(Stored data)
----

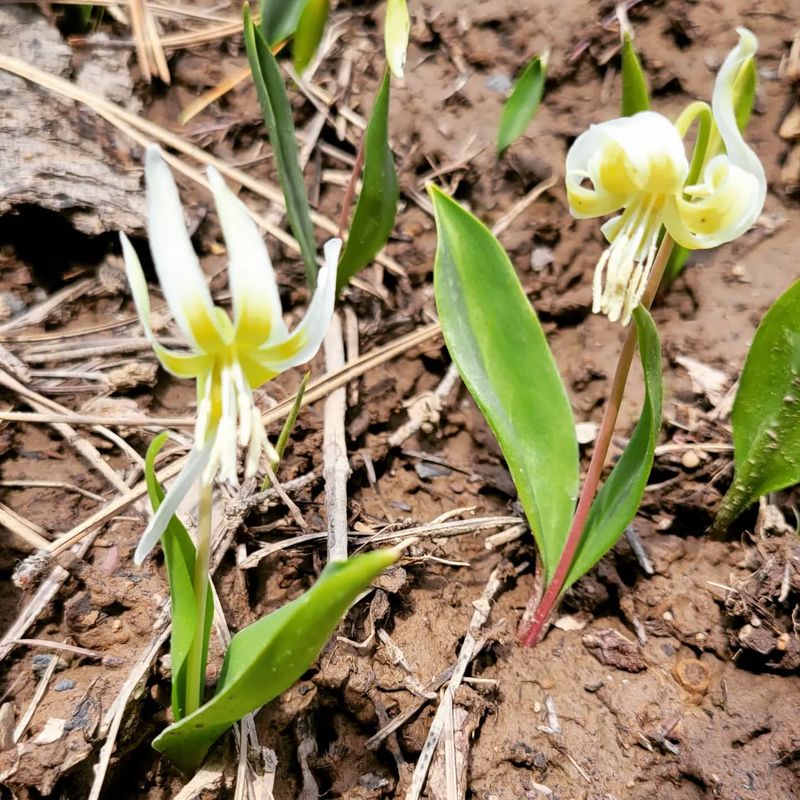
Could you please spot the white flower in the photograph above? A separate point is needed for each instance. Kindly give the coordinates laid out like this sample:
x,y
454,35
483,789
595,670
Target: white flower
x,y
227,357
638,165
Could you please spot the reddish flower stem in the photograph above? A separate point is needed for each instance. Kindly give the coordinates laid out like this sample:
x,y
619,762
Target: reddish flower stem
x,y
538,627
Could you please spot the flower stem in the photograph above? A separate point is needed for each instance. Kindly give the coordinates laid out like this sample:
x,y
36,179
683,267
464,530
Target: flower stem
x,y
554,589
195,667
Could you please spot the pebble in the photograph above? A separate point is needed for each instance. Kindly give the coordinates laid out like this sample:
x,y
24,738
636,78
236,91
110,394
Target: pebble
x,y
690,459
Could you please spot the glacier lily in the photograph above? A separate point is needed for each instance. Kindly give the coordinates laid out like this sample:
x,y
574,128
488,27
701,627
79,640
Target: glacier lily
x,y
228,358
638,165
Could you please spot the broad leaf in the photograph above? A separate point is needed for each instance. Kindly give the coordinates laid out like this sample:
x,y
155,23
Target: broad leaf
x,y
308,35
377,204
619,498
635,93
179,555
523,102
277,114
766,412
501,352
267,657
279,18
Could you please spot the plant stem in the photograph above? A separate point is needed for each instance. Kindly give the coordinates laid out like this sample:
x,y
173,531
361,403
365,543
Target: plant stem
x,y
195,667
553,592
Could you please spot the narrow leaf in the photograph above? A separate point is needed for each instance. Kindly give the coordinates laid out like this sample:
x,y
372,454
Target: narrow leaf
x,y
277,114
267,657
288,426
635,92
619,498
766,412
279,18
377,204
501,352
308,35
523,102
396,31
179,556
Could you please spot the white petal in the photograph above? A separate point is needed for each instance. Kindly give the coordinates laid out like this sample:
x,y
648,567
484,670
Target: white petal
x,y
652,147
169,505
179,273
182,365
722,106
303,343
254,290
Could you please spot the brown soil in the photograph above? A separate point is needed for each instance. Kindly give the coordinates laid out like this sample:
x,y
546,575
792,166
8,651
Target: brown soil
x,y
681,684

----

WORK INSTRUCTIONS — What is needed is every record above, returned exactly, with the pictures omitted.

THE COMPLETED TASK —
Could you please spot the white flower in the photograph above? A separate point is needed for each instance. Kindly give the coordinates laid out like this sample:
x,y
454,35
483,789
595,670
Target: white flower
x,y
227,357
638,165
Could you please spot the reddish flower stem in the photograph above? A separate point is needed for each instance. Kindly give the coordinates laid out like this sample:
x,y
619,762
Target: reddish flower stem
x,y
538,627
Could you please spot the flower stem in the photograph above? A separate point is needed for each instance. Kindly give the coordinates laid out like this sample:
x,y
36,179
683,267
464,530
Target: flower stem
x,y
554,589
195,667
Could you please spot the pebble in the photograph above? A separate point is needed for each instance. Kindly give the coordinates laid out like this sample:
x,y
24,738
636,78
236,91
110,394
Target: pebble
x,y
690,459
Could you please spot the glacier lily in the photograph above? A separate point is needed for each instance. Kindly give the coordinates laid out like this sample:
x,y
574,128
488,27
701,627
79,640
Target: glacier lily
x,y
228,358
638,165
Could you please spot the broad leaf in the photograph above? A separate point is needed for each instance. Kindly give the coordinates laid out like this sample:
x,y
155,23
Target: broad leaf
x,y
308,35
377,204
619,498
635,93
179,555
523,102
277,114
766,412
501,352
267,657
279,18
Could you please spot the plant stem in the photograph above? A separate point is needed for each instance. Kindly give the coordinates laid out like this sample:
x,y
173,531
361,403
365,543
Target: plant stem
x,y
195,667
553,592
Could you please spot the narrow leaf in the photograph above? A separate point is needed for each instance. Kindly give the coordinates laid out like this sample:
x,y
372,454
Target: narrow leaf
x,y
277,114
267,657
288,426
635,92
619,498
766,412
279,18
377,204
501,352
308,35
523,102
396,31
179,556
Could you please spot the white petal in the photograph above? A separate point is needed for each instance. Kindly give the coordinates laid out like this sample:
x,y
648,567
484,670
Target: white petal
x,y
652,147
169,505
179,273
182,365
722,106
303,343
254,290
Could you please spot the brown soil in the photograph above? A separate point is needed for each instance. Kindly give the coordinates laid out like this sample:
x,y
546,575
792,166
8,651
Target: brown soil
x,y
681,684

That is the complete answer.